→ **Problem details**: Could you format the listing below, from the line with "Task: If you" up to and including the line with "point(685, 256)", as a numbered list that skips blank lines and leaves out the pictures?
◇ ◇ ◇ ◇ ◇
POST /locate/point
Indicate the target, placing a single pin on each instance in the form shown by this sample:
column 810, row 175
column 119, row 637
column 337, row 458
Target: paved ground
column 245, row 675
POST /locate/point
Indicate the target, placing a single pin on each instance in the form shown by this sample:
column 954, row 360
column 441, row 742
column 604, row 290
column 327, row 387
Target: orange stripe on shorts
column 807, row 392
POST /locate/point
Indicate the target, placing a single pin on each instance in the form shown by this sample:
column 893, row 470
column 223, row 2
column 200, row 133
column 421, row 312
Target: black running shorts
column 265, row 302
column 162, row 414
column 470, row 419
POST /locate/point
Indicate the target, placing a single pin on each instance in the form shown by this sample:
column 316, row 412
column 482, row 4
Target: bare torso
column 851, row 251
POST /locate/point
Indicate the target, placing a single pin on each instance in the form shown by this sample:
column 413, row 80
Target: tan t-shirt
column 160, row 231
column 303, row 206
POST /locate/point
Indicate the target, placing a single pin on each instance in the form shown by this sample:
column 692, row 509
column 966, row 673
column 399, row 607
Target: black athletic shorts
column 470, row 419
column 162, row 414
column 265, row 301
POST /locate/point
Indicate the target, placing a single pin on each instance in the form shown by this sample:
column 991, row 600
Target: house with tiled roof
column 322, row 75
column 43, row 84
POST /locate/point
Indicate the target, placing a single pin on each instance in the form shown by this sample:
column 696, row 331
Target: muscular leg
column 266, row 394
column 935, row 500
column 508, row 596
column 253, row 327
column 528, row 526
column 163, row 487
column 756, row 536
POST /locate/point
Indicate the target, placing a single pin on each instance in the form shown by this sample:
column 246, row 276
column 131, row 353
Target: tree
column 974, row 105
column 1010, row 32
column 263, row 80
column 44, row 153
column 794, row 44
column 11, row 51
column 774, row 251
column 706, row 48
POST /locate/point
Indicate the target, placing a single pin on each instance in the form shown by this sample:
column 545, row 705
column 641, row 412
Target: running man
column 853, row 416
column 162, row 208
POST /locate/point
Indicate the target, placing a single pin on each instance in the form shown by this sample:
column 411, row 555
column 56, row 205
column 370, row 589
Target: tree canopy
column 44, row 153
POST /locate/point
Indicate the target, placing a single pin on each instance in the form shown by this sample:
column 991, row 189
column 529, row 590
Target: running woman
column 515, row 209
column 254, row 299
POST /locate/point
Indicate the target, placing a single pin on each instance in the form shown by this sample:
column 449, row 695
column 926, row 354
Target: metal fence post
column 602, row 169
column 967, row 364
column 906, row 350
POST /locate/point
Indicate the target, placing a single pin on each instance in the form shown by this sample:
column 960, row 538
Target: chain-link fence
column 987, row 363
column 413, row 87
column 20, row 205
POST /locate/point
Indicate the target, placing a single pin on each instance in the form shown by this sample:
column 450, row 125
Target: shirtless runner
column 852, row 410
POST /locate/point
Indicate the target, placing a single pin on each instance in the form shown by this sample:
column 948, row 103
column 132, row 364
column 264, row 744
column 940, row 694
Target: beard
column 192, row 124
◇ ◇ ◇ ◇ ◇
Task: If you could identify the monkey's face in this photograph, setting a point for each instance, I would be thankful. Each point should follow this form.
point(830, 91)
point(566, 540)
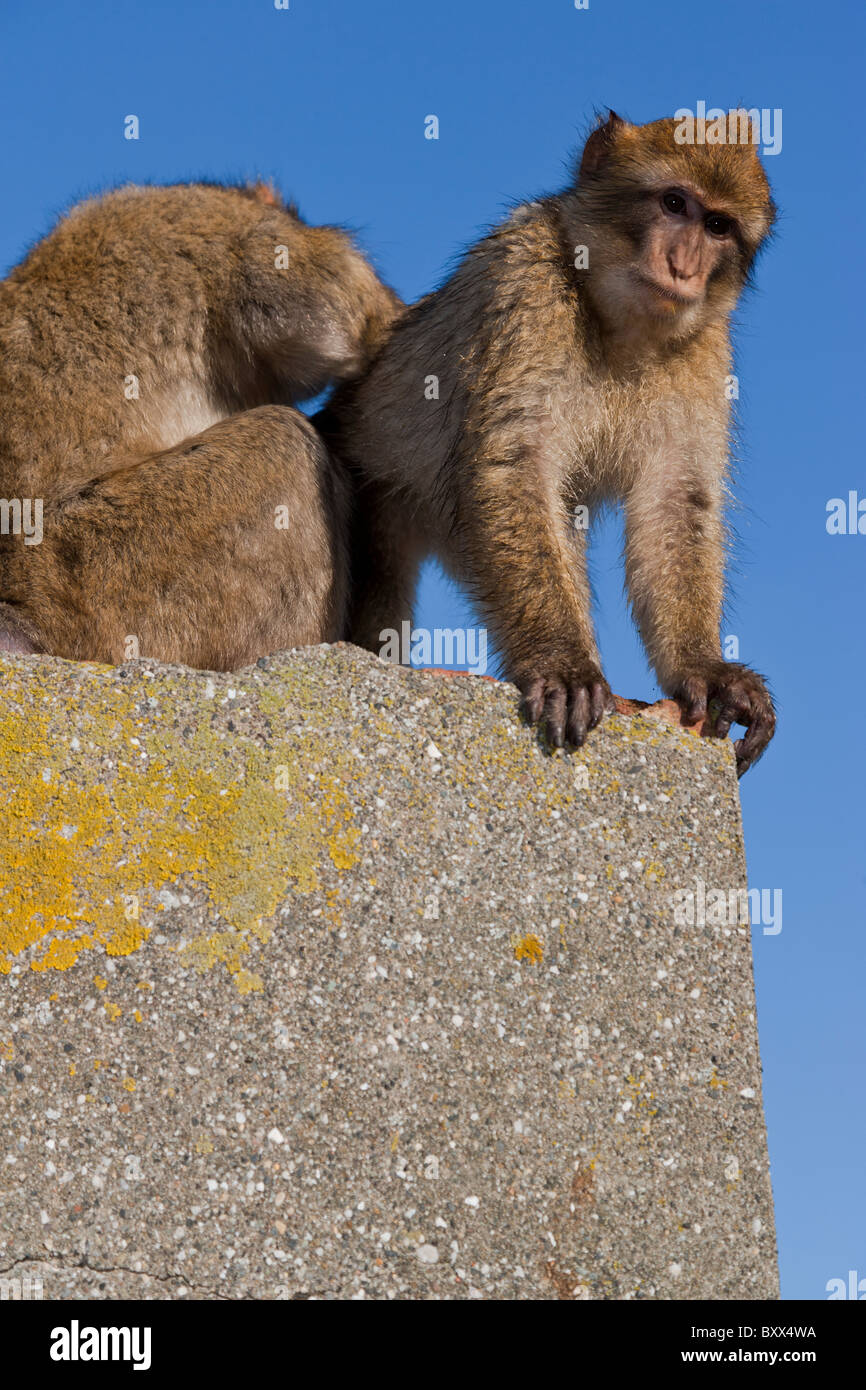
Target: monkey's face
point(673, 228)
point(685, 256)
◇ ◇ ◇ ◇ ◇
→ **Task solution**:
1. Task: If you could identify the monkey's face in this photograph, setting a point for each instance, I would be thankful. Each point should follow this form.
2. point(830, 91)
3. point(566, 540)
4. Target: monkey's face
5. point(673, 228)
6. point(685, 256)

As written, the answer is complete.